_Aufgabenstellung_:
• A. Nennen Sie alle Arten von Anlagen, deren Treibhausgas-Emissionen laut dem Text zum ETS-Handel durch die Obergrenze begrenzt werden.
• B. Entnehmen Sie dem Text zum ETS-Handel wörtlich alles von „Der ETS-Handel legt“ bis hinunter zu „bei 79,6 Euro.“.

_Vorliegender Textauszug_:
========================================
Der ETS-Handel legt eine Obergrenze fest, wie viele Treibhausgas-Emissionen von den Fabriken, Kraftwerken und Industrieanlagen insgesamt in einer Handelsperiode (2021-2030) ausgestoßen werden dürfen. Die Mitgliedstaaten verteilen dann eine entsprechende Menge an Verschmutzungsrechten, teilweise kostenlos, teilweise über Auktionen. Ein Verschmutzungsrecht berechtigt ein Unternehmen, eine Tonne CO2 auszustoßen. Wie teuer es ist, bestimmt der Markt, das heißt der Preis für Emissionsrechte entsteht durch Angebot und Nachfrage. Dieser liegt seit mehreren Monaten bei rund 85 Euro pro Tonne. Vor drei Jahren lag er noch unter 20 Euro. Umweltverschmutzung wird sukzessive teurer. 2022 kostete ein Zertifikat im Schnitt fast 30 Euro mehr als ein Jahr zuvor – laut Finanzministerium lag der Preis bei 79,6 Euro.
========================================
(Daten zur fotobasierten Punktbeschriftung)
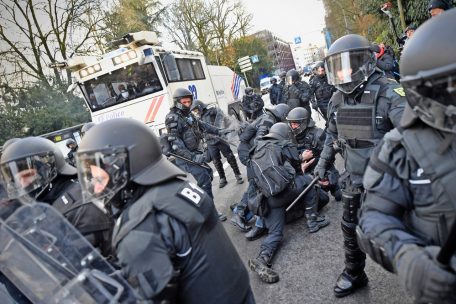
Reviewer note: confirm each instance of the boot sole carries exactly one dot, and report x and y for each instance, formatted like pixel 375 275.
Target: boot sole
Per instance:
pixel 319 226
pixel 266 274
========================================
_Lösungen je Aufgabe_:
• A. Fabriken, Kraftwerke, Industrieanlagen

• B.
Der ETS-Handel legt eine Obergrenze fest, wie viele Treibhausgas-Emissionen von den Fabriken, Kraftwerken und Industrieanlagen insgesamt in einer Handelsperiode (2021-2030) ausgestoßen werden dürfen. Die Mitgliedstaaten verteilen dann eine entsprechende Menge an Verschmutzungsrechten, teilweise kostenlos, teilweise über Auktionen. Ein Verschmutzungsrecht berechtigt ein Unternehmen, eine Tonne CO2 auszustoßen. Wie teuer es ist, bestimmt der Markt, das heißt der Preis für Emissionsrechte entsteht durch Angebot und Nachfrage. Dieser liegt seit mehreren Monaten bei rund 85 Euro pro Tonne. Vor drei Jahren lag er noch unter 20 Euro. Umweltverschmutzung wird sukzessive teurer. 2022 kostete ein Zertifikat im Schnitt fast 30 Euro mehr als ein Jahr zuvor – laut Finanzministerium lag der Preis bei 79,6 Euro.